* EXERCISE REQUIREMENTS: Restate every entry word for word.

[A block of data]
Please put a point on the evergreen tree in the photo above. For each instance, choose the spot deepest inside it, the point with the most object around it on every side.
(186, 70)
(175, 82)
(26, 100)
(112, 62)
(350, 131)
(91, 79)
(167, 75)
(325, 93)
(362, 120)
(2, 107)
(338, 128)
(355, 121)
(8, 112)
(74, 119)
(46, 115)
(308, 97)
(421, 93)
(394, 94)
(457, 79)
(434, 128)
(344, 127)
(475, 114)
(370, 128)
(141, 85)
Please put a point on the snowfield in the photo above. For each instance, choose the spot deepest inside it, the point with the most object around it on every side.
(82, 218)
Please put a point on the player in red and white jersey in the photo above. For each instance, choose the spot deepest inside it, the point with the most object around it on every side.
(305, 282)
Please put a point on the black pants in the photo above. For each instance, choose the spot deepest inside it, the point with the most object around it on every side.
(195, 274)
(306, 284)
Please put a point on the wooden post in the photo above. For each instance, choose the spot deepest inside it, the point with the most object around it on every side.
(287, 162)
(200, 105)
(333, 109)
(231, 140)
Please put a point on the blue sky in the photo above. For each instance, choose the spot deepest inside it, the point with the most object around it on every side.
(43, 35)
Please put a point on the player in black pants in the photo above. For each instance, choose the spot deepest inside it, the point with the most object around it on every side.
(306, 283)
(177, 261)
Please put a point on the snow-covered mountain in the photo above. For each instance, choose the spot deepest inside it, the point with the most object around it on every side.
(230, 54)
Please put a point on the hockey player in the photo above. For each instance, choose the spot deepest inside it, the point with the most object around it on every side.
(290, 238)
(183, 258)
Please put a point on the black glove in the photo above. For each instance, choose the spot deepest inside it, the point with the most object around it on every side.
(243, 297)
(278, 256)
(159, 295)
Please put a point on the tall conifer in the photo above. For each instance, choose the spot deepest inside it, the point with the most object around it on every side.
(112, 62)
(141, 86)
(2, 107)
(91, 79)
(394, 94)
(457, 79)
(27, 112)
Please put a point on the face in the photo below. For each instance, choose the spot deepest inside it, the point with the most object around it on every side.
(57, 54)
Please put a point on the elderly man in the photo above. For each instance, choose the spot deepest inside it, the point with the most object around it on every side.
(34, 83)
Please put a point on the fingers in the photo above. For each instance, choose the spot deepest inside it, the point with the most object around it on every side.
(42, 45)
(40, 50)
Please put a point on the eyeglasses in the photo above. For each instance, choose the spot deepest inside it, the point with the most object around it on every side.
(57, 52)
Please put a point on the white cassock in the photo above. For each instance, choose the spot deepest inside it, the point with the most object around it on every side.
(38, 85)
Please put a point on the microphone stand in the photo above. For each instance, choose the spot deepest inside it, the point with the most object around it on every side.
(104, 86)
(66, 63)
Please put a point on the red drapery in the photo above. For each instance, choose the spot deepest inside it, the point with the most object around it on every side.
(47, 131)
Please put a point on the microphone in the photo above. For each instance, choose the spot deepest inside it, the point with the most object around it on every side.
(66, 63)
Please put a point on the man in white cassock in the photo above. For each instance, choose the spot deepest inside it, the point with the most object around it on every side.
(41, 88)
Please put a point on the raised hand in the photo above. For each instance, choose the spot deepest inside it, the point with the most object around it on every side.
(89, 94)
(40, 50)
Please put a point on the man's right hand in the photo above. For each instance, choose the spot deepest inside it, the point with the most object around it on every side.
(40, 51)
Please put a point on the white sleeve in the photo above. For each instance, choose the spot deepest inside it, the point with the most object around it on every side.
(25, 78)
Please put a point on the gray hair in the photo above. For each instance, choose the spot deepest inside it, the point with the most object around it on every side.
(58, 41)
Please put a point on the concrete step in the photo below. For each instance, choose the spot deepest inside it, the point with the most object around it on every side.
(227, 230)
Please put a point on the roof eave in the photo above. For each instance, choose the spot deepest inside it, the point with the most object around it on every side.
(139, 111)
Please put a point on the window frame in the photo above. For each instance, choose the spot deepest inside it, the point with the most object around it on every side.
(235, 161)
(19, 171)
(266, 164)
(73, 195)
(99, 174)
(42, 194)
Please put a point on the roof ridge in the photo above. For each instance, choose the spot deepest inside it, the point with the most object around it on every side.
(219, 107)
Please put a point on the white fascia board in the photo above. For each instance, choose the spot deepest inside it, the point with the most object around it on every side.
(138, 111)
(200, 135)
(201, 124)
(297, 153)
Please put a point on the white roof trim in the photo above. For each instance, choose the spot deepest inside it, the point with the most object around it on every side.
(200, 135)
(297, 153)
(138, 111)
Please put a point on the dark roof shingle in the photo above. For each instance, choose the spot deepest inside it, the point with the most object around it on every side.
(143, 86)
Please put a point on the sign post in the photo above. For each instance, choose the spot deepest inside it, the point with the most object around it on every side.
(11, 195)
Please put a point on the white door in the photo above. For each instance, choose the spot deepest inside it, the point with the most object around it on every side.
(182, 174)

* THE RESULT:
Please put a point on the evergreen tree in the photo above. For each instance, choose the spot deepest inside it, the point with the most object around it on every side.
(186, 70)
(175, 82)
(26, 100)
(112, 62)
(350, 131)
(91, 79)
(167, 75)
(325, 93)
(362, 120)
(2, 107)
(338, 128)
(355, 121)
(8, 112)
(74, 119)
(46, 115)
(308, 97)
(421, 93)
(394, 94)
(457, 79)
(434, 128)
(344, 127)
(475, 114)
(370, 128)
(141, 85)
Please put a point on the snowfield in the photo above. For each instance, choose the spot deepest inside it, the point with the most object around it on every side.
(82, 218)
Please put a point on the player in red and white jersey in the photo above. For each instance, choose the spot deepest inside it, the point with the most object around it on every side.
(305, 282)
Please put a point on the black pants in the photo above. For each instance, choose the spot deepest inside it, the point with the most object around it on every side.
(195, 274)
(306, 284)
Please put a point on the wooden post in the photo above. For each instance, choose the spot deepest inside it, the point with the most object around it on every side.
(287, 162)
(200, 105)
(333, 109)
(231, 140)
Please put a point on the blue sky in the photo above. For each instance, choose the spot deepest inside it, the point with the most object around it on every side.
(43, 35)
Please put a point on the player in black pants in the photo above. For each instance, choose the spot deepest inside it, the point with the most object around it on every side.
(306, 283)
(177, 261)
Please put a point on the snow-covered mountain in the photo above. For each instance, choose the spot deepest inside it, the point with the most object around it on every side.
(230, 54)
Please put a point on the hockey player in the photo above. For each instance, choose the spot deepest inside it, the point with the most object around it on every side.
(290, 238)
(183, 258)
Please put a point on the black glove in the photo above. For each instance, choose the spot deepest inside it, the point with the most object around it on every side.
(243, 297)
(278, 256)
(159, 295)
Please put a point on the tall conifer in the photo above. For each instance, choose the spot deepest inside it, the point with the most object around it on every side.
(112, 62)
(141, 86)
(2, 107)
(91, 79)
(394, 94)
(457, 79)
(27, 112)
Please put a point on the face in the photo below. For each instance, choose the spot deepest inside it, the point with the most object around it on every side.
(57, 54)
Please put a point on the elderly man in the photo above. For each instance, choose the spot deepest inside it, the point with the most object around it on every side.
(34, 83)
Please put a point on the fingers in the photo above. For each instance, choose the spot deepest inside it, the point with the most object around it on every side.
(42, 45)
(40, 50)
Please put a point on the eyeglasses in the photo above. For each instance, choose the spot deepest inside it, the point with the most object around it on every side.
(57, 52)
Please put a point on the white cassock in the photo above. For each instance, choose the spot deepest inside it, the point with the most object around it on every side.
(38, 85)
Please put a point on the microphone stand in the photo above. For each instance, choose the spot deepest inside it, the point with the most object around it on every side.
(104, 86)
(66, 63)
Please put a point on the red drapery in the photo above. For each instance, choose the spot deepest inside it, the point with the most object around it on every side.
(47, 131)
Please put a point on the microphone in the photo above. For each instance, choose the spot deepest inside it, the point with the most object around it on every side.
(66, 63)
Please put a point on the man in white cassock in the photo above. For each instance, choose the spot deepest inside it, the point with the most object around it on every side.
(41, 88)
Please put a point on the raised hand in the photo above. For each instance, choose the spot deepest inside it, the point with the most object around it on every side.
(89, 94)
(40, 50)
Please put a point on the man's right hand in the photo above. For each instance, choose the spot deepest inside it, the point with the most object around it on every side.
(40, 51)
Please put a point on the white sleeve in the photo above. For each instance, choose the spot deepest inside it, the point with the most object around it on every side.
(25, 78)
Please put a point on the gray hair in the photo above. For each instance, choose the spot deepest inside it, the point with the most object around it on every side.
(58, 41)
Please put a point on the concrete step in the photo below. For each instance, choose the spot deepest inside it, the point with the most object around it on every side.
(227, 230)
Please put a point on the roof eave in the photo above. For each instance, choose the spot deepest inside it, the point with the most object around it on every side.
(139, 111)
Please put a point on the window frame in the photo above. For each instance, choose the spot deepest inside it, the point with the most object around it on every side.
(235, 161)
(19, 171)
(266, 164)
(73, 195)
(99, 174)
(42, 194)
Please put a point on the roof ridge in the photo above. For each instance, choose the spot deepest inside it, the point with the most object around it on every side.
(219, 107)
Please put a point on the white fascia board in the photo above. For each instance, choose the spot deepest inside it, the point with the most object around it on every side.
(138, 111)
(200, 135)
(201, 124)
(297, 153)
Please put a point on the white roof trim in the photo above. For each instance, choose the spot deepest inside it, the point with the most object around it on every side.
(200, 135)
(297, 153)
(138, 111)
Please put a point on the dark roof shingle in the photo above. For each instance, choose the spot deepest inside it, the point with the most object around it on every side.
(143, 86)
Please put a point on the sign post in the photo above. For each instance, choose the spot deepest inside it, the point with the most object around it on every side.
(11, 195)
Please put a point on the white door in the photo above. For each instance, choose the spot deepest inside it, the point with the most object around it on every side.
(182, 174)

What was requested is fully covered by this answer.